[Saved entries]
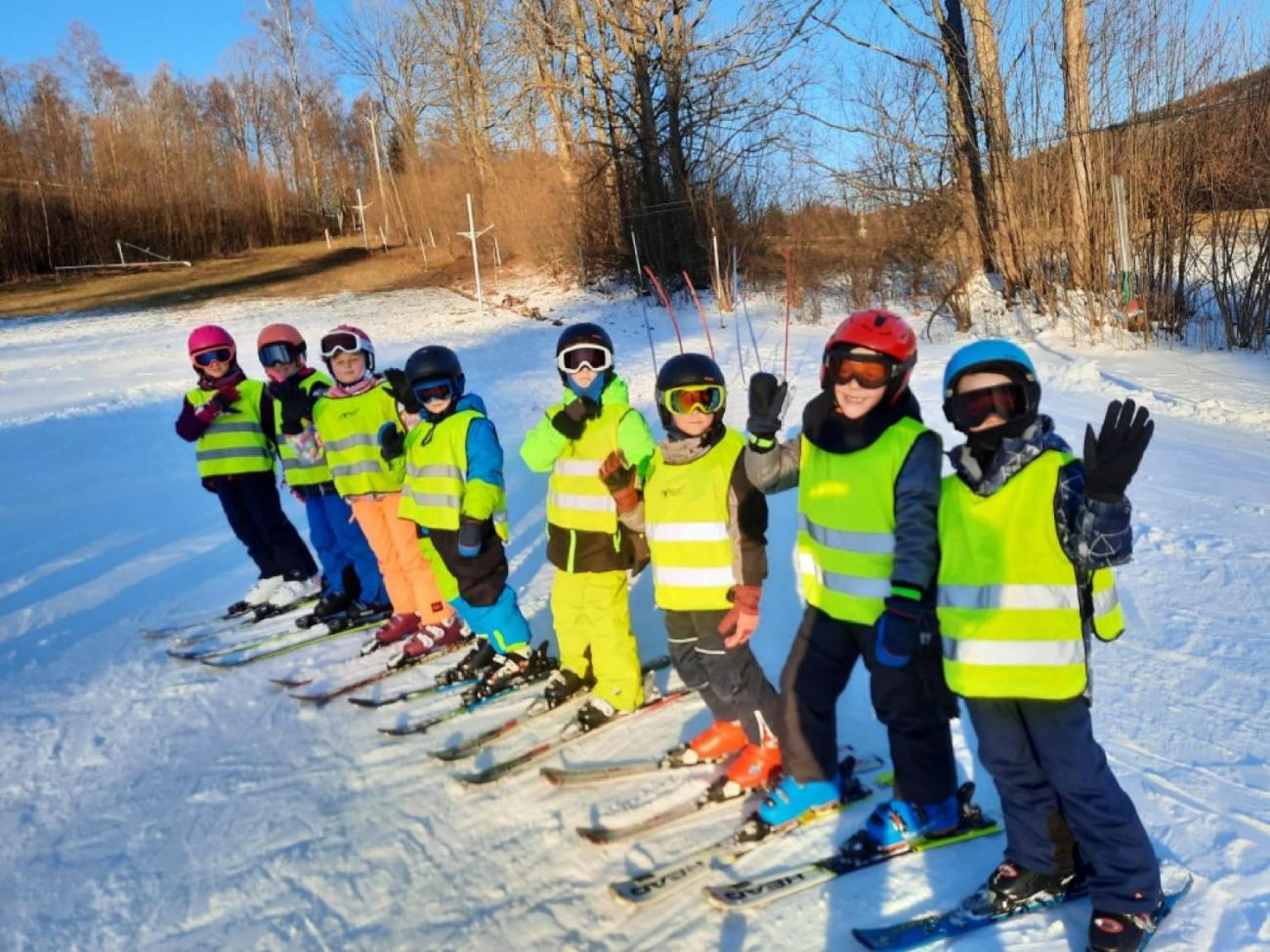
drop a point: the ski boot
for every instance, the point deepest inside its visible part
(330, 604)
(1011, 887)
(716, 741)
(474, 664)
(1122, 931)
(431, 638)
(754, 768)
(791, 800)
(393, 630)
(509, 671)
(562, 685)
(293, 591)
(898, 823)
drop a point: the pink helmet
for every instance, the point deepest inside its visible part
(210, 337)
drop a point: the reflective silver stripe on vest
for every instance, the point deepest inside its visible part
(693, 578)
(1015, 654)
(1025, 597)
(355, 469)
(233, 453)
(354, 439)
(587, 504)
(855, 585)
(843, 541)
(1106, 601)
(686, 531)
(216, 430)
(441, 471)
(445, 500)
(578, 468)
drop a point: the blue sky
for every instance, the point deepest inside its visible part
(139, 34)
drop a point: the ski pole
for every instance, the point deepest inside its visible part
(665, 301)
(705, 324)
(744, 310)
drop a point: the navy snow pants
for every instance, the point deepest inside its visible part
(254, 512)
(731, 680)
(912, 701)
(1049, 768)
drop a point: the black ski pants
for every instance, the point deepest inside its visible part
(1048, 768)
(731, 680)
(254, 512)
(912, 702)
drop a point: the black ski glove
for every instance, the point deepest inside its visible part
(392, 442)
(471, 533)
(1113, 458)
(572, 420)
(766, 401)
(296, 405)
(402, 390)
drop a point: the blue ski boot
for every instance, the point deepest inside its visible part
(897, 823)
(790, 800)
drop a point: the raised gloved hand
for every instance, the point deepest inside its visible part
(392, 442)
(1113, 457)
(402, 390)
(741, 618)
(898, 630)
(766, 401)
(471, 533)
(571, 422)
(618, 477)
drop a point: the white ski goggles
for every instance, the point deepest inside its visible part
(592, 356)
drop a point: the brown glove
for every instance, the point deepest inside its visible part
(620, 478)
(741, 618)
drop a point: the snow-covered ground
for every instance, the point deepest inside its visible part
(151, 804)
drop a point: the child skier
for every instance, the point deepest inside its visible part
(705, 525)
(232, 422)
(1028, 536)
(868, 475)
(453, 494)
(591, 551)
(334, 536)
(347, 422)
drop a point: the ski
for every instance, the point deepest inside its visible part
(284, 643)
(318, 690)
(701, 805)
(277, 627)
(973, 914)
(516, 765)
(537, 709)
(855, 854)
(671, 879)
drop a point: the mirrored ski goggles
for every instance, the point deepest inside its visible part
(274, 354)
(221, 354)
(584, 356)
(435, 389)
(699, 398)
(341, 342)
(970, 409)
(870, 371)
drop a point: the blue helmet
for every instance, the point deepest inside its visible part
(992, 354)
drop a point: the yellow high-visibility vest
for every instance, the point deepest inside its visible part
(686, 524)
(1008, 600)
(233, 442)
(846, 537)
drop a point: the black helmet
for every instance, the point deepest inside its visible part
(686, 371)
(582, 337)
(436, 362)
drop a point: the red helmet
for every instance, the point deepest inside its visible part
(210, 337)
(879, 330)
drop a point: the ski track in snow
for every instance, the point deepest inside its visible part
(148, 804)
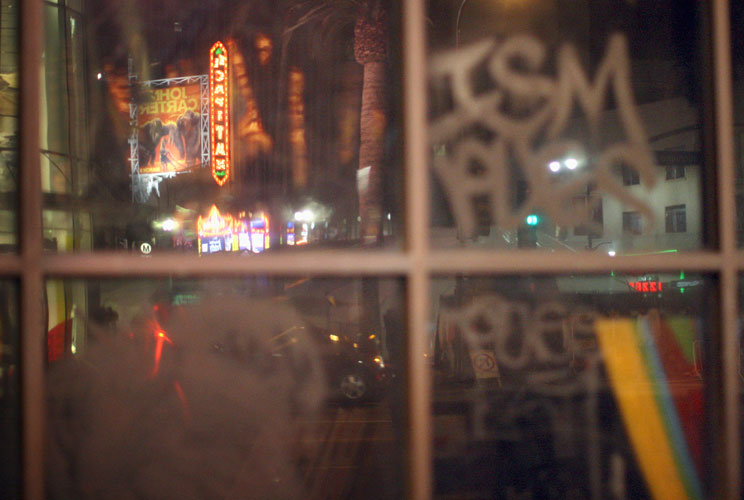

WORK REQUIRED - Reproduce, exactly and with no pictures, the lines from the line containing "drop a point: the yellow high-visibility vest" through the closing line of the data above, keeping both ends.

FINAL ANSWER -
drop a point: the yellow high-visibility vest
for every instance, the point deepest inside its visible part
(686, 524)
(1008, 600)
(233, 442)
(846, 537)
drop a point: the black helmet
for every instance, the point deepest inside its visible part
(686, 371)
(582, 337)
(436, 362)
drop a point: the red helmet
for every instance, the point deepest inside its visible part
(210, 337)
(879, 330)
drop a point: the ski track in snow
for every instance, the point deepest inside its visible part
(148, 804)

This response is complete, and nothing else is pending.